# ABOUT THIS TASK
Return the lines of the data below in which the string "stag" occurs.

GIVEN INFORMATION Block Start

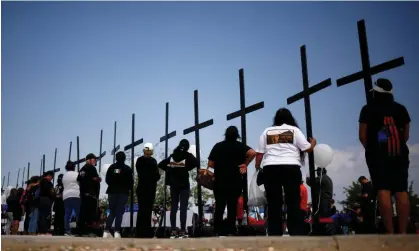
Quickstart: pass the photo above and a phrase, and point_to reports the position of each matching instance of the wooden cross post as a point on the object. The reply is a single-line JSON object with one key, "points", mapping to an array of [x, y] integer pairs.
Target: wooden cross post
{"points": [[23, 176], [166, 138], [305, 94], [126, 148], [242, 114], [367, 71], [115, 147], [55, 163], [17, 180], [69, 150], [198, 126]]}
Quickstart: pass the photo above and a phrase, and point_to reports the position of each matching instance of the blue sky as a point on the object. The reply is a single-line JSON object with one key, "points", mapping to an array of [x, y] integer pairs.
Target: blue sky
{"points": [[73, 68]]}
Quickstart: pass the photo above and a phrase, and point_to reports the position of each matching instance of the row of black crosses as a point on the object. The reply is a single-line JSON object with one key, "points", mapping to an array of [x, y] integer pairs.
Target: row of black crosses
{"points": [[366, 74]]}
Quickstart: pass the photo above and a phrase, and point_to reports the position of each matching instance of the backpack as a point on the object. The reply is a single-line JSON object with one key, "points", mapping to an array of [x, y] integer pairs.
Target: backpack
{"points": [[390, 138]]}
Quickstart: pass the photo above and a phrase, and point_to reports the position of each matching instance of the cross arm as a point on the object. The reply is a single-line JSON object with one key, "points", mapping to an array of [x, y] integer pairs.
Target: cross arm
{"points": [[168, 136], [200, 126], [374, 70], [248, 109], [136, 143], [315, 88]]}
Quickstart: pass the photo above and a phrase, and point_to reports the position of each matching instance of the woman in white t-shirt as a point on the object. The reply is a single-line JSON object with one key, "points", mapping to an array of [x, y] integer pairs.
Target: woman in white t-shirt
{"points": [[71, 195], [281, 154]]}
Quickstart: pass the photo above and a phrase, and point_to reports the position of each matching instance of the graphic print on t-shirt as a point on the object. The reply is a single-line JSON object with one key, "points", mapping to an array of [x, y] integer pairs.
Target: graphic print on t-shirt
{"points": [[280, 136], [388, 137]]}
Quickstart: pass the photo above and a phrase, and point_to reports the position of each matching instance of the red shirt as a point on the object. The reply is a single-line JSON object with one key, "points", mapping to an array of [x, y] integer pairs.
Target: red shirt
{"points": [[303, 197]]}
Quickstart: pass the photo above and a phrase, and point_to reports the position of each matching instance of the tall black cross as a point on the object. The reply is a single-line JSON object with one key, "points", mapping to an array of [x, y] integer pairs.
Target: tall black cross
{"points": [[242, 114], [126, 148], [367, 71], [69, 151], [23, 175], [17, 180], [43, 163], [55, 162], [115, 147], [29, 166], [198, 126], [166, 138], [305, 94]]}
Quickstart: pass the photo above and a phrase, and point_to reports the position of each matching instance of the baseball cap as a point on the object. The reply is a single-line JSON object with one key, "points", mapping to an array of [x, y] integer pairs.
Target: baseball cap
{"points": [[383, 85], [148, 146], [91, 156]]}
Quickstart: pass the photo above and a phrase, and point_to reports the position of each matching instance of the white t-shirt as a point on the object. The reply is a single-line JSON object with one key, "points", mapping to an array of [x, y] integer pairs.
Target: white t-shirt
{"points": [[71, 186], [281, 145]]}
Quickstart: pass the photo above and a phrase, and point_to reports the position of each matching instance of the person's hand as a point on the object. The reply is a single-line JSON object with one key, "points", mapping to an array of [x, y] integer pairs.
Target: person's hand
{"points": [[313, 141], [243, 168]]}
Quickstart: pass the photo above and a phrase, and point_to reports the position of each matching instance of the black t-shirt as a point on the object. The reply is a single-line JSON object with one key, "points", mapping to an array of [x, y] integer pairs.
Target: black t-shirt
{"points": [[86, 182], [227, 157], [147, 170], [376, 118]]}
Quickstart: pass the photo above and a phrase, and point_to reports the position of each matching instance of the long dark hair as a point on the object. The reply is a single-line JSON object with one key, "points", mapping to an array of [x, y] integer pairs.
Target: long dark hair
{"points": [[284, 116], [232, 134]]}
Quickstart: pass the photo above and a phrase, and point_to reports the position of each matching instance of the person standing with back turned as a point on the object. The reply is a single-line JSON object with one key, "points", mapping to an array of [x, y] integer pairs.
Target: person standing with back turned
{"points": [[119, 179], [230, 159], [281, 153], [384, 132], [148, 175]]}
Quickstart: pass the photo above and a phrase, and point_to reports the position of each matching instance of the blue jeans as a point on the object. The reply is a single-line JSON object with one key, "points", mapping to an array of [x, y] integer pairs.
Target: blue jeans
{"points": [[33, 223], [70, 205], [117, 204]]}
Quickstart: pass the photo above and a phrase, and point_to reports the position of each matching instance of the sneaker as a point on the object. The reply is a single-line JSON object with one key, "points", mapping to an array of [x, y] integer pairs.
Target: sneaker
{"points": [[106, 234], [173, 235]]}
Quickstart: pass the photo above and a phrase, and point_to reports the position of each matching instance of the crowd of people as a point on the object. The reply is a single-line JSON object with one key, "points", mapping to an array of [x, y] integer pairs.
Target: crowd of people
{"points": [[384, 131]]}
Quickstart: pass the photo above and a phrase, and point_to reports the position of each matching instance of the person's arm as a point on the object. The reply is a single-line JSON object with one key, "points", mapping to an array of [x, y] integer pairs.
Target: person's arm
{"points": [[164, 164], [261, 150], [302, 143]]}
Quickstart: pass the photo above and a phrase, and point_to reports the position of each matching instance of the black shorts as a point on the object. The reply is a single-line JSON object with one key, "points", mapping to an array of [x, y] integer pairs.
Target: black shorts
{"points": [[388, 173]]}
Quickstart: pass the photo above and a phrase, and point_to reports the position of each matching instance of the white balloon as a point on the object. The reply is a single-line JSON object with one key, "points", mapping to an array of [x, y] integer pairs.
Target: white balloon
{"points": [[323, 155]]}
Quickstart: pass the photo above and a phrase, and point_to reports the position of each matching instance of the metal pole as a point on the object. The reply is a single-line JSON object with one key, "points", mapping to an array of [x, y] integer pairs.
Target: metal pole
{"points": [[100, 151], [55, 162], [17, 180], [132, 166], [114, 141], [69, 151], [78, 154]]}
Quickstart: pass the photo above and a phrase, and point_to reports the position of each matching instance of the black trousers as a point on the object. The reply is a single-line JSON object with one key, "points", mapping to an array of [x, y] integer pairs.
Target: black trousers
{"points": [[146, 196], [287, 177], [88, 213], [179, 196], [226, 195], [59, 217]]}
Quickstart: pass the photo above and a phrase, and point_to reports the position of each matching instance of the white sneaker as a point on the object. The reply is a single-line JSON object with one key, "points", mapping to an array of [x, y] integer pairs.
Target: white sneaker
{"points": [[106, 234], [117, 235]]}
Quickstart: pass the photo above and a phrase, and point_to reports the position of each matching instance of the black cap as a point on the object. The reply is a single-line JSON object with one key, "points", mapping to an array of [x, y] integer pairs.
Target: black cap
{"points": [[91, 156]]}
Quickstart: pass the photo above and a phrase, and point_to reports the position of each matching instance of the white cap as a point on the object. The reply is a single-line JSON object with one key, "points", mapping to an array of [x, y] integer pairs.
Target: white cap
{"points": [[148, 146]]}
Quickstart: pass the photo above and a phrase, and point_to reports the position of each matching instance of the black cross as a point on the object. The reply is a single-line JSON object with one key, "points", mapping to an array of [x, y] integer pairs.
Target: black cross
{"points": [[126, 148], [242, 114], [115, 148], [166, 138], [17, 180], [367, 71], [69, 151], [23, 175], [198, 126], [55, 162], [305, 94]]}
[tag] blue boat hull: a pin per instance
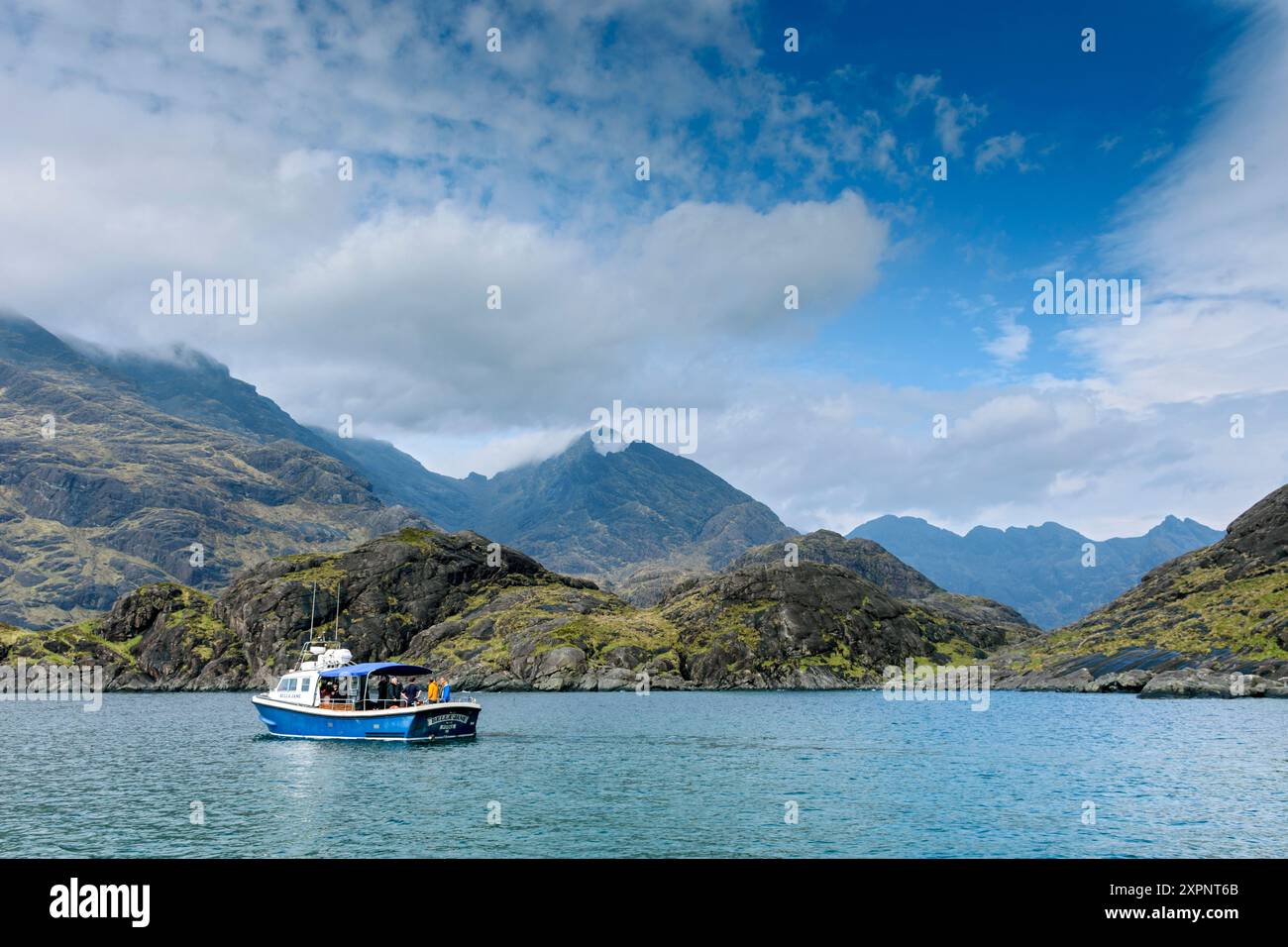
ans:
(424, 723)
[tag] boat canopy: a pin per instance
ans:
(375, 668)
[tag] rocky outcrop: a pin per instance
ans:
(1209, 624)
(102, 489)
(489, 617)
(812, 625)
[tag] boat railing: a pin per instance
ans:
(386, 703)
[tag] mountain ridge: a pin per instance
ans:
(1035, 569)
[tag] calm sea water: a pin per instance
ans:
(665, 775)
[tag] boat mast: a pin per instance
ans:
(339, 585)
(313, 609)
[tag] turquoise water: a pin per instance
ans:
(664, 775)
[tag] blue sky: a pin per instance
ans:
(768, 169)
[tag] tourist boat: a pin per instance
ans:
(330, 697)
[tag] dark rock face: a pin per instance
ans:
(1209, 624)
(868, 561)
(89, 462)
(389, 589)
(810, 626)
(489, 617)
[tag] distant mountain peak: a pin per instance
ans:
(1035, 569)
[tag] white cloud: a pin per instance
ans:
(999, 150)
(1012, 343)
(953, 119)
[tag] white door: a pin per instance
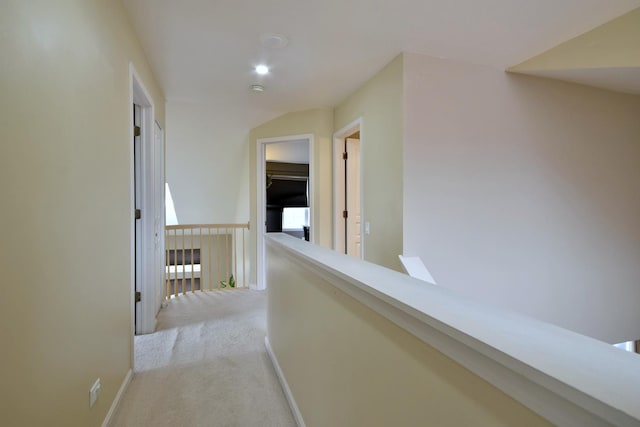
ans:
(159, 219)
(353, 197)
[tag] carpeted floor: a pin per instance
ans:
(206, 366)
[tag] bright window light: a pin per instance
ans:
(295, 218)
(262, 70)
(169, 208)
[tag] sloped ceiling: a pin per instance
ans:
(203, 51)
(607, 57)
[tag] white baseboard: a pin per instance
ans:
(285, 387)
(118, 398)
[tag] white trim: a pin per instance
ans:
(295, 411)
(338, 138)
(261, 202)
(146, 319)
(116, 401)
(525, 358)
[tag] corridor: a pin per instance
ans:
(206, 366)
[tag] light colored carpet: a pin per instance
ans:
(206, 366)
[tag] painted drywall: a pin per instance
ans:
(206, 169)
(319, 123)
(524, 192)
(65, 310)
(614, 44)
(346, 365)
(290, 152)
(607, 57)
(379, 103)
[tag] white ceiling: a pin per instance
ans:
(203, 51)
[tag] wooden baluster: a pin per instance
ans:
(175, 263)
(244, 265)
(167, 270)
(227, 264)
(192, 279)
(182, 282)
(217, 256)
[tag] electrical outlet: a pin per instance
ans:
(94, 393)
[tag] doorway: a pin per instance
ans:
(348, 227)
(284, 150)
(147, 199)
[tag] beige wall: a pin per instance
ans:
(206, 169)
(614, 44)
(525, 193)
(379, 103)
(346, 365)
(65, 310)
(319, 123)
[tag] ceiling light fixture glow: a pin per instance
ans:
(262, 70)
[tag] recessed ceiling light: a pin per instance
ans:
(274, 41)
(262, 70)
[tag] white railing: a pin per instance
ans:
(205, 257)
(382, 348)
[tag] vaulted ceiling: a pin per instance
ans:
(204, 51)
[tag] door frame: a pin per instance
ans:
(261, 193)
(339, 184)
(147, 267)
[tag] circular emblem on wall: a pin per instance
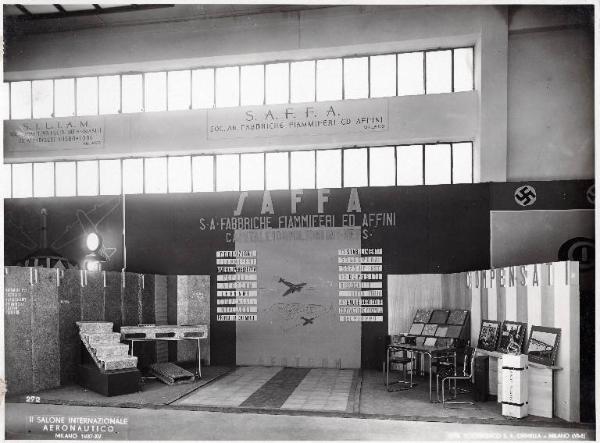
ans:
(590, 194)
(579, 249)
(525, 195)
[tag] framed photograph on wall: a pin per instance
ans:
(511, 330)
(488, 335)
(542, 345)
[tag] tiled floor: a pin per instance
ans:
(233, 389)
(322, 389)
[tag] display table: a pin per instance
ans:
(540, 380)
(135, 334)
(427, 351)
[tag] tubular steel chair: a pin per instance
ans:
(466, 373)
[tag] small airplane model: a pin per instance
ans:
(291, 287)
(307, 321)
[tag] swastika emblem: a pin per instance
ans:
(591, 194)
(525, 195)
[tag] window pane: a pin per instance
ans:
(22, 183)
(438, 71)
(109, 93)
(180, 174)
(303, 81)
(133, 176)
(203, 88)
(437, 164)
(356, 77)
(329, 79)
(110, 177)
(155, 91)
(43, 179)
(329, 168)
(303, 169)
(179, 84)
(355, 167)
(277, 170)
(277, 83)
(253, 172)
(382, 166)
(155, 175)
(20, 100)
(202, 173)
(5, 101)
(410, 74)
(462, 163)
(132, 93)
(253, 85)
(42, 92)
(227, 87)
(64, 97)
(87, 178)
(383, 75)
(463, 69)
(87, 96)
(66, 179)
(409, 165)
(228, 170)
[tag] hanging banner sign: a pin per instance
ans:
(53, 134)
(323, 118)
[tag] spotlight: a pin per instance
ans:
(93, 241)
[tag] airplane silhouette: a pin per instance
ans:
(307, 320)
(292, 287)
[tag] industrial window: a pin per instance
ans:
(252, 172)
(65, 176)
(43, 179)
(277, 83)
(438, 68)
(132, 96)
(252, 85)
(180, 174)
(42, 93)
(7, 180)
(87, 177)
(203, 173)
(228, 172)
(329, 168)
(409, 165)
(356, 77)
(20, 99)
(155, 91)
(463, 69)
(410, 74)
(133, 176)
(302, 169)
(110, 177)
(64, 97)
(383, 75)
(203, 88)
(179, 85)
(355, 167)
(302, 81)
(382, 171)
(22, 180)
(227, 86)
(329, 79)
(87, 96)
(277, 172)
(438, 164)
(155, 175)
(109, 94)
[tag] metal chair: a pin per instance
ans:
(466, 373)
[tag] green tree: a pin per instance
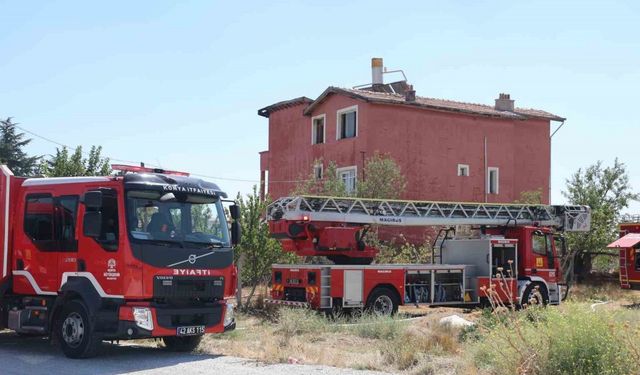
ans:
(64, 164)
(607, 191)
(257, 251)
(11, 150)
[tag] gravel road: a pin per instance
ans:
(35, 356)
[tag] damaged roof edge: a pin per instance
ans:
(433, 104)
(441, 105)
(266, 111)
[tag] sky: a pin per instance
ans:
(178, 84)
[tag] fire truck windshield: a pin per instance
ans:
(188, 220)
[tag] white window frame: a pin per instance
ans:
(324, 129)
(353, 168)
(497, 170)
(462, 167)
(317, 167)
(353, 108)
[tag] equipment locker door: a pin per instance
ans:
(36, 264)
(353, 283)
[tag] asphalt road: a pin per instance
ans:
(35, 356)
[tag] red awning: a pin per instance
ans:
(630, 240)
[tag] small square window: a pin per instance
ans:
(493, 182)
(317, 129)
(318, 171)
(348, 177)
(347, 123)
(463, 170)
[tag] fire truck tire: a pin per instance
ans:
(181, 344)
(75, 332)
(382, 301)
(536, 292)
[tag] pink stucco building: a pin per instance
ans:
(448, 150)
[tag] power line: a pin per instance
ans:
(147, 164)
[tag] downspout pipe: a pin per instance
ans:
(550, 155)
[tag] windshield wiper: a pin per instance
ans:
(207, 245)
(167, 243)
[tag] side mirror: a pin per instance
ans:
(93, 199)
(92, 224)
(234, 210)
(236, 229)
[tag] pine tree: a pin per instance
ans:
(11, 150)
(64, 164)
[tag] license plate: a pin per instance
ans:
(190, 331)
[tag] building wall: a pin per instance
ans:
(428, 145)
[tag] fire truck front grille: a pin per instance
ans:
(176, 317)
(181, 287)
(295, 294)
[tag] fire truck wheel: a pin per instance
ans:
(181, 344)
(383, 302)
(75, 332)
(535, 294)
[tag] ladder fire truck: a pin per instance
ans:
(146, 253)
(521, 242)
(629, 246)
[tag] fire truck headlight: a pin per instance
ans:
(143, 317)
(229, 316)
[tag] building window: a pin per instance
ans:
(317, 129)
(347, 123)
(540, 243)
(318, 171)
(493, 182)
(348, 177)
(463, 170)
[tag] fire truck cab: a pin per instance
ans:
(146, 253)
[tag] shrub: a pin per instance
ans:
(553, 341)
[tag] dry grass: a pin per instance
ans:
(423, 346)
(362, 342)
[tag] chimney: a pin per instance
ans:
(376, 73)
(504, 103)
(410, 94)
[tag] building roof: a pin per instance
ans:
(432, 104)
(266, 111)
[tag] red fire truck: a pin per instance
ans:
(145, 253)
(519, 242)
(629, 246)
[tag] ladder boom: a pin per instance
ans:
(570, 218)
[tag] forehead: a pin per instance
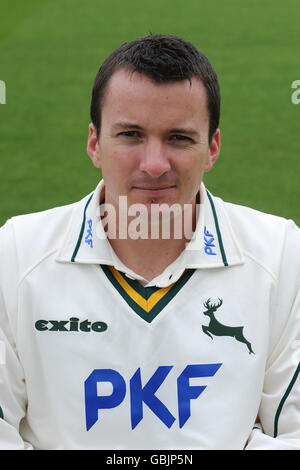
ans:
(131, 95)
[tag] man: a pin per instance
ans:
(117, 336)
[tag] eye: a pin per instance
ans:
(181, 138)
(134, 134)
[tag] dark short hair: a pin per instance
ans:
(163, 58)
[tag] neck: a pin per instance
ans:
(150, 249)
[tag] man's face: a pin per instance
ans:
(153, 145)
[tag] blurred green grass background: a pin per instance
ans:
(50, 52)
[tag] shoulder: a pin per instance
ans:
(29, 237)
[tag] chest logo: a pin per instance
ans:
(218, 329)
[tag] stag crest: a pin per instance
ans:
(218, 329)
(212, 307)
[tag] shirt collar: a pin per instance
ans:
(213, 245)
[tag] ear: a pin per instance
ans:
(93, 146)
(214, 150)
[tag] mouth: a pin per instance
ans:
(154, 189)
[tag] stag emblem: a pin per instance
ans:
(217, 329)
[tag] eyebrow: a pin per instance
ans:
(177, 130)
(125, 125)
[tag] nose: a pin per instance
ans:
(154, 160)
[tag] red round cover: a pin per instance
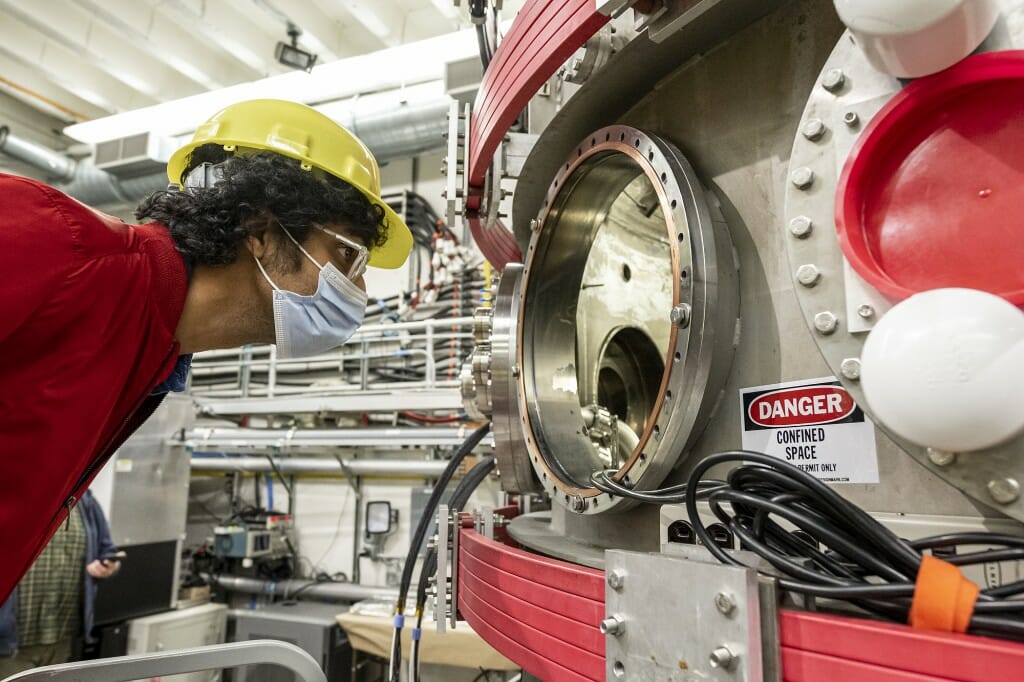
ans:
(932, 195)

GIVEN INFORMATION Block End

# ANSWER BELOW
[tag] stag crest: a pin per instance
[tag] stag emblem: a pin per instance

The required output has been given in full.